:: Parts of the exercise ::
a – According to the blog post comparing Manmohan Singh and Advani, in what year did Manmohan Singh win the Adam Smith prize?
b – Carry on writing the blog post comparing Manmohan Singh and Advani, picking up after its final sentence.

:: Page excerpt ::
================

The Pakistani Spectator

A Candid Blog



Can manly Advani match weakling Manmohan?

By Guest Blogger • Apr 3rd, 2009 • Category: Politics • 13 Comments

The BJP says Manmohan Singh is weak and no match for their strongman Advani.

Is that true? Let us examine their qualifications.

Born in 1932, Manmohan Singh graduated in economics from Punjab University, read for his tripos (first class honours) from St John’s College, Cambridge University, where he won the Wright’s Prize in 1955 and the Adam Smith prize in 1956. He got his DPhil from Nuffield College, Oxford University, in 1962.

His thesis was on “India’s Export Trends and Prospects for Self- Sustained Growth”. By age 30, he understood that Nehru’s inward- looking economic policy was misplaced.

He has worked at the United Nations, served as governor of the Reserve Bank, deputy chairman of the Planning Commission and chairman of the University Grants Commission. He has taught at Punjab University and Delhi School of Economics.

================

:: Given information ::
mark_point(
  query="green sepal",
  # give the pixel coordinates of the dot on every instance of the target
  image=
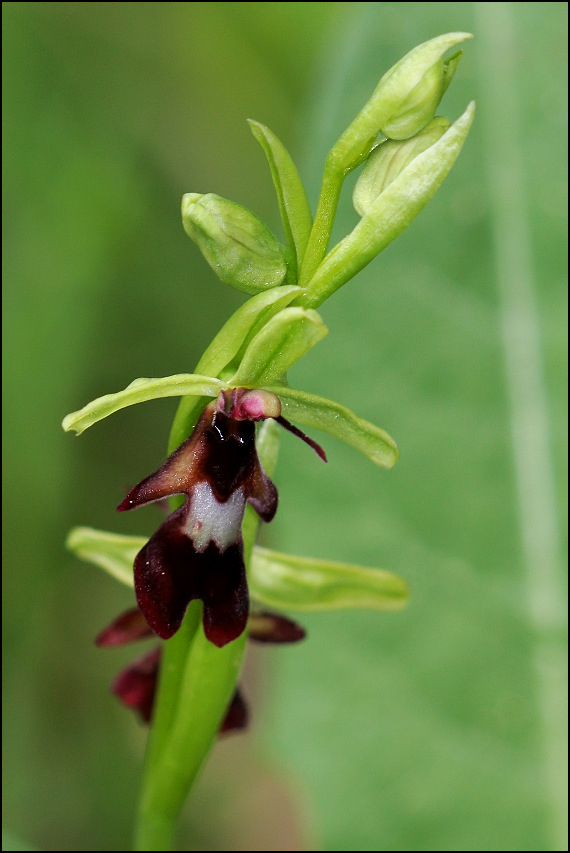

================

:: Expected results ::
a – 1956

b –
In government, he reversed what we call Nehruvian socialism during his five years as finance minister between 1991 and 1996. His policy crafting gave India economic success, through a doctrine now called Manmohanomics, which he continued in his five years as prime minister from 2004 to 2009.

In 1991, the year Manmohan became finance minister, India’s per capita GDP was $328, and Pakistan’s was $458. In 2008, Pakistan’s was $623 and India’s $900. From 28 per cent behind Pakistan, India went ahead 30 per cent because of him. No Indian leader has ever been as qualified, or as effective, as Manmohan Singh.

Born in 1927, L K Advani attended D G National College, Hyderabad, Sindh, but could not get a degree. His website says he got an LLB from Bombay University’s Government Law College, but does not say when, and his autobiography does not mention this degree at all.

He worked for the RSS publication Organiser till 1967, where he wrote film reviews. After a brief term in the Delhi municipal council, because of his RSS connection, Advani was nominated to the Rajya Sabha. Jailed along with other opposition leaders during Indira Gandhi’s emergency of 1975-77, Advani came to power as the combined opposition defeated the Congress for the first time since independence.

Because of his journalism experience, Advani became minister for information and broadcasting in 1977. At the age of 45, this was his first job in an executive position. It was a brief experience; the government collapsed in two years.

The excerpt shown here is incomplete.